TASK BRIEF -
Write out each entry once more so that it matches the original exactly.

[Point-per-instance localization data]
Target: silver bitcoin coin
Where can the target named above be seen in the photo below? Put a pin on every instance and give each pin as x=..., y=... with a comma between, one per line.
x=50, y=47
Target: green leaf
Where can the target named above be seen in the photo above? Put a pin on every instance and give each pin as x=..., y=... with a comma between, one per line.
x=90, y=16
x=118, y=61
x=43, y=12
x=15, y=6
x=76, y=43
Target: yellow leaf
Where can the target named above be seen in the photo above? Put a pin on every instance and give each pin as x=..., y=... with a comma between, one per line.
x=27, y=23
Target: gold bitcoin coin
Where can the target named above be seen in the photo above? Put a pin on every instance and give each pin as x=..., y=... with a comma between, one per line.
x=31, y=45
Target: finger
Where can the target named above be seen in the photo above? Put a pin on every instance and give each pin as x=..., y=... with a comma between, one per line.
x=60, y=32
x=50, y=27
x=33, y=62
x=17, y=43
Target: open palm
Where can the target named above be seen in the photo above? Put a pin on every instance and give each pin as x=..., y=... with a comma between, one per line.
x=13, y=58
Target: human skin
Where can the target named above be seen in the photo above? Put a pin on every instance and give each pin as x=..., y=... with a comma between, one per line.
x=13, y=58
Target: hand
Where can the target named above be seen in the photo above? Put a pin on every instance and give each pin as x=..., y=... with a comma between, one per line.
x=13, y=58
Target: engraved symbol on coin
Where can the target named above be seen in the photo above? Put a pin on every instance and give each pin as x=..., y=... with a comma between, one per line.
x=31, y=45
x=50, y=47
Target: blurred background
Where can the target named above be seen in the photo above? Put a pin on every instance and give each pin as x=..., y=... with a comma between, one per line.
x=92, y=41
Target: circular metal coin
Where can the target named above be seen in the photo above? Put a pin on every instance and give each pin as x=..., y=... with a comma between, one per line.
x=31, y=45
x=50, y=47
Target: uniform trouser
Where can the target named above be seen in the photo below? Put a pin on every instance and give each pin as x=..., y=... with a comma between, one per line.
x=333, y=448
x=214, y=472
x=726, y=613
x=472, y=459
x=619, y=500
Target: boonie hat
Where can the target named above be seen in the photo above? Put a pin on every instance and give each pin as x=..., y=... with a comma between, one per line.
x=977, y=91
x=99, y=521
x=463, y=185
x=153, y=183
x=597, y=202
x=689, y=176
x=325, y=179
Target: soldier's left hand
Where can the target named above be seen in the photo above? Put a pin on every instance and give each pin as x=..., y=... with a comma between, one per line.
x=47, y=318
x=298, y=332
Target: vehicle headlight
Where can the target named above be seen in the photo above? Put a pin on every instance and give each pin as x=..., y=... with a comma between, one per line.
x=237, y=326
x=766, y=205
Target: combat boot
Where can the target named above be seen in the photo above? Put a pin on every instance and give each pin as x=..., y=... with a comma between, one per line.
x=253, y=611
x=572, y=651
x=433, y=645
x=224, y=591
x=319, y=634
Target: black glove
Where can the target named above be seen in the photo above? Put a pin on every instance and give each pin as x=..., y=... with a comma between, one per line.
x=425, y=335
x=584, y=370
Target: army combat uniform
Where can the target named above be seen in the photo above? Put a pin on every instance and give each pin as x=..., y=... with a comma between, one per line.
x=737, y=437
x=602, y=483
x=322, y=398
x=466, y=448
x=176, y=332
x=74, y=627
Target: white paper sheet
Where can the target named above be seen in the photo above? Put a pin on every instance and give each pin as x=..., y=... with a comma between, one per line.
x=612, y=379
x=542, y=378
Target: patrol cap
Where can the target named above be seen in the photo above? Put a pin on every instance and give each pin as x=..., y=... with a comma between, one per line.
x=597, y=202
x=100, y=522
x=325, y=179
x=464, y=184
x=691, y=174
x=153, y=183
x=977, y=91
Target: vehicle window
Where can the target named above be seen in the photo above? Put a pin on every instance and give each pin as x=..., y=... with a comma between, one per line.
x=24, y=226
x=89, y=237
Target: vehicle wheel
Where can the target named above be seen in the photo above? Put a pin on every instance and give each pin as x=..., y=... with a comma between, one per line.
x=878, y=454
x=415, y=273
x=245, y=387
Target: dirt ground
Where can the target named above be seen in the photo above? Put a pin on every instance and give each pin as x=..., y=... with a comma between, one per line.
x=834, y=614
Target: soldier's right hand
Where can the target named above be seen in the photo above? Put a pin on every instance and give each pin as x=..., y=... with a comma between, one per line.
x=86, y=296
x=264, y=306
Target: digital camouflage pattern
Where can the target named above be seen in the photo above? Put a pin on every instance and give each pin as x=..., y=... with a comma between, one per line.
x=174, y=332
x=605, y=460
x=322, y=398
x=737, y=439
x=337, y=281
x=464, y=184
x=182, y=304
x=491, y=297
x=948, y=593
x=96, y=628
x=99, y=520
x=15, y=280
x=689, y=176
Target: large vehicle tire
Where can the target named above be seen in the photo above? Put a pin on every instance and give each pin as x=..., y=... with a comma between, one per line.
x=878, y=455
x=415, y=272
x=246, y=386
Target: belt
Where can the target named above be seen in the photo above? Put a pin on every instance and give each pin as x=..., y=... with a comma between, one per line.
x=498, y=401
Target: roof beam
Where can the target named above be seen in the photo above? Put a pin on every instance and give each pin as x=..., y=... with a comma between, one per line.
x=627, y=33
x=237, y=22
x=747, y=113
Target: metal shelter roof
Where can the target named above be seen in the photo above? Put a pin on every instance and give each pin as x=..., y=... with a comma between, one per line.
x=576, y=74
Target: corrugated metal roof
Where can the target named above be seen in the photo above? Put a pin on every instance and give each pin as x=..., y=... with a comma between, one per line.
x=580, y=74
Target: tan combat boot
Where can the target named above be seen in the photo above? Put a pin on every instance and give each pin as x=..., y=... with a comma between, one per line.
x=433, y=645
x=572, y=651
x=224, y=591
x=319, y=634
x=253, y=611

OUTPUT -
Target: silver bitcoin coin
Where can the target named above be seen in the photo below? Put a pin on every instance and give each pin as x=..., y=... with a comma between, one per line.
x=50, y=47
Target: green leaf
Where can the target named above be seen in the photo above? Put a pin on every instance and give each pin as x=..., y=... with a comma between, one per line.
x=90, y=16
x=118, y=61
x=43, y=12
x=15, y=6
x=76, y=43
Target: yellow leaf
Where can the target named above be seen in the photo above? Put a pin on every instance and give each pin as x=..., y=... with a comma between, one per line.
x=27, y=23
Target: gold bitcoin coin
Where can the target named above be seen in the photo above? Put a pin on every instance and give each pin as x=..., y=... with a comma between, one per line.
x=31, y=45
Target: finger
Where can the target named above be seen in the photo above? Put a pin on every instance and give each pin as x=..., y=... with a comma between, one per line.
x=60, y=32
x=50, y=27
x=33, y=62
x=17, y=43
Target: open palm
Where can the target named above be seen in the photo above? Put a pin on every instance and give each pin as x=..., y=... with a comma between, one per line.
x=13, y=58
Target: human skin
Where can the target named above be seen in the photo above? Put a pin on every instance and give each pin as x=..., y=... with a comma between, one per line.
x=13, y=58
Target: hand
Where can the target named above be seen in the photo above? Put a pin on every instance and give each pin as x=..., y=... with a comma between, one per line.
x=13, y=58
Target: engraved symbol on coin
Where can the target named above be seen in the photo above? Put a pin on every instance and give each pin as x=..., y=... with a comma between, one per line.
x=31, y=45
x=50, y=47
Target: blurred background
Where can the target named above be seen in the photo above? Put a pin on every instance and give each pin as x=..., y=... with a comma between, one per line.
x=92, y=41
Target: circular metal coin
Where can the target named above be seen in the photo above? Put a pin on every instance and give each pin as x=..., y=... with a comma between, one per line.
x=31, y=45
x=50, y=47
Target: uniform trouser
Where can the target named above be seen in the photo below? Put a pin on every instance and give each pin as x=..., y=... with a comma between, one per line.
x=333, y=448
x=214, y=472
x=726, y=613
x=472, y=459
x=619, y=500
Target: boonie hat
Where can the target named above be seen in the photo above? Put a pin on every instance and give each pin as x=..., y=... with a comma between, one per line.
x=977, y=91
x=99, y=521
x=463, y=185
x=153, y=183
x=597, y=202
x=689, y=176
x=325, y=179
Target: soldier's left hand
Where can the target named above be seen in the photo above? Put a pin on every instance and give each pin as x=..., y=... with a comma between, one per line.
x=47, y=318
x=298, y=332
Target: vehicle headlight
Where can the target named above be seen in the photo above? Put a pin on every instance and give each pin as x=..., y=... with a comma between, one per line.
x=237, y=326
x=766, y=205
Target: combat boot
Where can the target named above be seen in the photo above? Put a pin on every instance and give each pin as x=..., y=... with a comma between, one per line.
x=253, y=611
x=572, y=651
x=433, y=645
x=224, y=591
x=319, y=634
Target: black glove
Where can the target named above be seen in the photo above? Put a pin on every instance and give each pin as x=..., y=... with a comma between, one per line.
x=425, y=335
x=584, y=370
Target: army combat uniform
Where can the target named above be seen in the photo above? Put a pin on every instance and give each pin as x=..., y=... with a comma between, one per line.
x=737, y=437
x=602, y=483
x=322, y=398
x=466, y=448
x=176, y=332
x=74, y=627
Target: white paper sheet
Where can the target named above be seen in the photo above? Put a pin on every instance and give each pin as x=..., y=... with a comma between, one per line.
x=612, y=379
x=542, y=378
Target: patrol cap
Where can the target named above be seen in the photo above? Put a pin on every instance and give each pin as x=..., y=... with a comma between, one per line.
x=597, y=202
x=100, y=522
x=325, y=179
x=464, y=184
x=691, y=174
x=153, y=183
x=977, y=91
Target: vehicle window
Where can the target named above be seen in the photo above? Put a pin on every instance and give each pin as x=..., y=... with a comma between, one per line.
x=24, y=226
x=89, y=237
Target: vehicle wheel
Where can the target named above be seen in the photo above? Put a pin on every instance and give each pin as x=..., y=... with a comma between, one per line.
x=878, y=454
x=415, y=273
x=245, y=387
Target: dirt ground
Where can the target named above be seen in the photo above? Put a pin on every instance and give each pin as x=..., y=... with a comma between, one per line.
x=834, y=614
Target: soldier's right hand
Where can the target named above be seen in the photo above? Put a pin on every instance and give each pin as x=..., y=... with a comma between, one per line.
x=86, y=296
x=264, y=306
Target: digital camouflage pattern
Where can the target named above be seen in the photo above? Put a pin on every instance and give each pin as x=..., y=... with a comma between, one per line.
x=174, y=332
x=605, y=460
x=322, y=398
x=737, y=439
x=337, y=281
x=464, y=184
x=182, y=304
x=491, y=297
x=948, y=593
x=96, y=628
x=99, y=520
x=15, y=280
x=689, y=176
Target: large vehicle tire
Where can the target named above be seen in the photo above? Put a pin on every instance and give each pin as x=..., y=... with a comma between, one per line.
x=878, y=455
x=415, y=272
x=246, y=386
Target: belt
Where can the target named above be seen in the photo above? Put a pin on every instance and give each pin as x=..., y=... with a comma between, one per line.
x=498, y=401
Target: roof beam
Where can the target named above be seen in the photo above? Put a pin on every instance and give each pin as x=..., y=... with a comma between, one per line.
x=627, y=33
x=237, y=22
x=747, y=113
Target: metal shelter roof
Where can the target named above be seen in the photo above? Put a pin on every instance and give each pin as x=..., y=... with a comma between, one per line.
x=576, y=74
Target: corrugated metal roof
Where can the target named above be seen in the photo above? Put a pin on every instance and give each pin as x=..., y=... with a comma between, one per line.
x=580, y=74
Target: tan combat boot
Where can the target named above be seen in the photo above? Put a pin on every instance and give each pin as x=..., y=... with a comma between, one per line.
x=433, y=645
x=572, y=651
x=224, y=591
x=319, y=634
x=253, y=611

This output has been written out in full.